Below are entries. Copy exactly the lines running from the line that holds "of the dark" to the line that holds "of the distant", with both ends included.

= = = = =

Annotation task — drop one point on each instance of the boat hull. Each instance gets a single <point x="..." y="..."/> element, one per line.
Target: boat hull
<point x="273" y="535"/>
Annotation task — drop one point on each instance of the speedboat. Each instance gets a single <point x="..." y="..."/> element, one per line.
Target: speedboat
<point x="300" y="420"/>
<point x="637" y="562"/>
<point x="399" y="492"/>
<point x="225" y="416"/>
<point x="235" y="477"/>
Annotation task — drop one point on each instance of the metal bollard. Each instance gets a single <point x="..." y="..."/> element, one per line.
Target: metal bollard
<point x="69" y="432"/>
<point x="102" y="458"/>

= = = = =

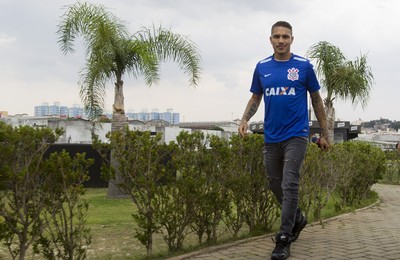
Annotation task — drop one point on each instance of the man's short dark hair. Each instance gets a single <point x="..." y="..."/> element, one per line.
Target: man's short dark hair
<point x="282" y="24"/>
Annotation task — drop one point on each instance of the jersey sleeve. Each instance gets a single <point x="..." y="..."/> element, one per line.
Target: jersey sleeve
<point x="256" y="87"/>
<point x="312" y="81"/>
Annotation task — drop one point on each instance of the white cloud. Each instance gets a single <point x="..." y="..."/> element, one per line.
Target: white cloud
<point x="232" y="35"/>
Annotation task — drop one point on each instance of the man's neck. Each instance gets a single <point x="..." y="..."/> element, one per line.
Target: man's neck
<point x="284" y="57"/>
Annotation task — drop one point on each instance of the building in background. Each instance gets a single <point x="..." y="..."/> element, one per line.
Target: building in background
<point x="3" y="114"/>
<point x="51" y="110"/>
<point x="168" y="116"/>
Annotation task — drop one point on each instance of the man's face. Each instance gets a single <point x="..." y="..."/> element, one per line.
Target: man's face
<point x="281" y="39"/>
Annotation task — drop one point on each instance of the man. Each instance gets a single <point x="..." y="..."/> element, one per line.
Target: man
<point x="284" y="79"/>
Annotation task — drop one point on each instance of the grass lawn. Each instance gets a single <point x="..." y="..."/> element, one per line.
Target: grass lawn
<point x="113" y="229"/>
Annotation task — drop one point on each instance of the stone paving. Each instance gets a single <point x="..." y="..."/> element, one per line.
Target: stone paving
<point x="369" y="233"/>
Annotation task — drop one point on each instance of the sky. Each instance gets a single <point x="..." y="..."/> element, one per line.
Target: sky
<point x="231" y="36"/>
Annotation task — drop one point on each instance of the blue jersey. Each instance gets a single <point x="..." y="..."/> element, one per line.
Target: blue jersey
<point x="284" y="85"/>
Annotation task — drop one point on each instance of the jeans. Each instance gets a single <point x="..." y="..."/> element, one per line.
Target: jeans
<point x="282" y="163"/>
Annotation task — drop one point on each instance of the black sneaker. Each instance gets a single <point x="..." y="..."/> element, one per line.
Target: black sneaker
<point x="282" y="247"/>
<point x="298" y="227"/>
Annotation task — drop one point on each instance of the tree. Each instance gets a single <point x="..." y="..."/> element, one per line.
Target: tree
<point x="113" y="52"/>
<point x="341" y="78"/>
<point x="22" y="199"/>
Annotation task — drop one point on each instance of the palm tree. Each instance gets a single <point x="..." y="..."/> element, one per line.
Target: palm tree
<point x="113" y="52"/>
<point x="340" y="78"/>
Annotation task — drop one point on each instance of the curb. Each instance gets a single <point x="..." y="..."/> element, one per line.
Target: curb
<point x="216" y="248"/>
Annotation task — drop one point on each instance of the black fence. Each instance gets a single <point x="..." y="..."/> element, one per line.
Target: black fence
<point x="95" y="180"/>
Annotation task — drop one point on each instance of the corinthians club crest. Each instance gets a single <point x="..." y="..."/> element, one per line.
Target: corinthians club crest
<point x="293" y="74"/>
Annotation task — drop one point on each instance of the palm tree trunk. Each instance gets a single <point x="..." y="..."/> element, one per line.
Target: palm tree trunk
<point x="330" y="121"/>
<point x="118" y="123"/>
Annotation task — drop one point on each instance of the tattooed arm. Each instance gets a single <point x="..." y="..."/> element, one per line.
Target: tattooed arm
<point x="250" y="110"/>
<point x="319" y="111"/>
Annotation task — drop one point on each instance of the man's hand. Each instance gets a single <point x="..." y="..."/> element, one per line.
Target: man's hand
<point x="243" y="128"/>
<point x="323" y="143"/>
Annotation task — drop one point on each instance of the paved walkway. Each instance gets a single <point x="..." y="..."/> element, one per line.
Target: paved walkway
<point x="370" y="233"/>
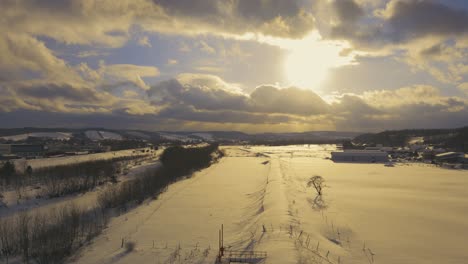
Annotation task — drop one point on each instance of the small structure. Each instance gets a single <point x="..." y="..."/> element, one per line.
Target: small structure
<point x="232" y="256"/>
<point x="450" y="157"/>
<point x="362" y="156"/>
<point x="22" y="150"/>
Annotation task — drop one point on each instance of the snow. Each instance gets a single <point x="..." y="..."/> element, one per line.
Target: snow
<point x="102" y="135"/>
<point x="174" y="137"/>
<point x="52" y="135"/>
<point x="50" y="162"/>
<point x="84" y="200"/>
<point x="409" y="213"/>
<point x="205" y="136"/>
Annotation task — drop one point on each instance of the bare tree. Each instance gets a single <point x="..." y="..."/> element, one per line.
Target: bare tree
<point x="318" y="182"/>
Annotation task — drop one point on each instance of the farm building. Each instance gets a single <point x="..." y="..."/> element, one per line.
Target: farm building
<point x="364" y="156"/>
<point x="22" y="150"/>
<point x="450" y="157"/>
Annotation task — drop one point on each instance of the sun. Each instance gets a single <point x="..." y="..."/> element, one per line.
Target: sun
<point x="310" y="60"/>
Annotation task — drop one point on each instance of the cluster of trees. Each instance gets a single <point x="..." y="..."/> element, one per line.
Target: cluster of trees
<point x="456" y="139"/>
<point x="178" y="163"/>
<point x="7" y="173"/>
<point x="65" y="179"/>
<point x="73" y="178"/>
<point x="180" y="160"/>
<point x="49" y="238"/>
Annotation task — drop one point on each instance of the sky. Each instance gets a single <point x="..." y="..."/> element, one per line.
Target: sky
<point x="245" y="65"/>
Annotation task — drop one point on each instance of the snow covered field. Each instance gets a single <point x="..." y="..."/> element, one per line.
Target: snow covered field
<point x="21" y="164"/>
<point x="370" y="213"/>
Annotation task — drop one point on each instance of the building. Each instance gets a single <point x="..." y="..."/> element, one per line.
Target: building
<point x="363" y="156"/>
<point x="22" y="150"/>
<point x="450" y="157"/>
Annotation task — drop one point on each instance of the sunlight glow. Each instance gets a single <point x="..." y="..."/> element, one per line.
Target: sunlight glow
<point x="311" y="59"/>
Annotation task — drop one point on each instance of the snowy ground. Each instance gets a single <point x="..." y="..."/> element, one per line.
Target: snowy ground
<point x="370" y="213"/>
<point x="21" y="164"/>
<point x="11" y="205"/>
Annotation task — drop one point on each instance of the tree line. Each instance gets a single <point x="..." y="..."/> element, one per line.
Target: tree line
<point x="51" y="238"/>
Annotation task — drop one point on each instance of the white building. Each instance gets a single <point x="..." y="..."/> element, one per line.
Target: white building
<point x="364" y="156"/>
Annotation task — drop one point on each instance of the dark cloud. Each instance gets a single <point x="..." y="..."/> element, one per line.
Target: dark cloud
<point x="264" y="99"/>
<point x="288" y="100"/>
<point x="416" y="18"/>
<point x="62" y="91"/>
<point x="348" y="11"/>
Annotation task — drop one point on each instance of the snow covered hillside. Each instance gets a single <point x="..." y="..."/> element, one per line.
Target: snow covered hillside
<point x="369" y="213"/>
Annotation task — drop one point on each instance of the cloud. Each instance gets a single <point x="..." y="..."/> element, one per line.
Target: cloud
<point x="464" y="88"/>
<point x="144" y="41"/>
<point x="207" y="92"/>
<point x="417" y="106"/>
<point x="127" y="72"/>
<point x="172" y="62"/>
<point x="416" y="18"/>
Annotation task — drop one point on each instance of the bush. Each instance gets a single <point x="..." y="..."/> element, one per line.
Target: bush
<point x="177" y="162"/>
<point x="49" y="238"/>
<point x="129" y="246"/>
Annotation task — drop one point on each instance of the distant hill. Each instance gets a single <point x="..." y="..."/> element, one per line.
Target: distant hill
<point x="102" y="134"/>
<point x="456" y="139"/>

= = = = =

◆ RESPONSE ◆
Annotation task — drop one point on each instance of the dark cloud. Each instance gets a single <point x="..." y="..."/> element, one per line.
Target: dark cloud
<point x="264" y="99"/>
<point x="288" y="100"/>
<point x="416" y="18"/>
<point x="62" y="91"/>
<point x="348" y="11"/>
Annotation task — drop one point on each instance of the snow covered hillside. Each instance gets a single <point x="..." y="..."/> element, one per line.
Target: snow covered hillside
<point x="369" y="213"/>
Annotation task — drop one point on each instance of the cloud. Each instance gets a single <point x="..." y="..."/> element, one per line.
Target: cloud
<point x="464" y="88"/>
<point x="144" y="41"/>
<point x="207" y="92"/>
<point x="417" y="106"/>
<point x="127" y="72"/>
<point x="172" y="62"/>
<point x="416" y="18"/>
Annotation task — drop one point on each instance of the bush. Each instance gets a single <point x="..." y="..."/> element, one per line.
Target: bush
<point x="177" y="162"/>
<point x="49" y="238"/>
<point x="129" y="246"/>
Annotation task — drop one point on each instance of the distant hill. Each instance gets a single <point x="..." y="..."/> element, one per line.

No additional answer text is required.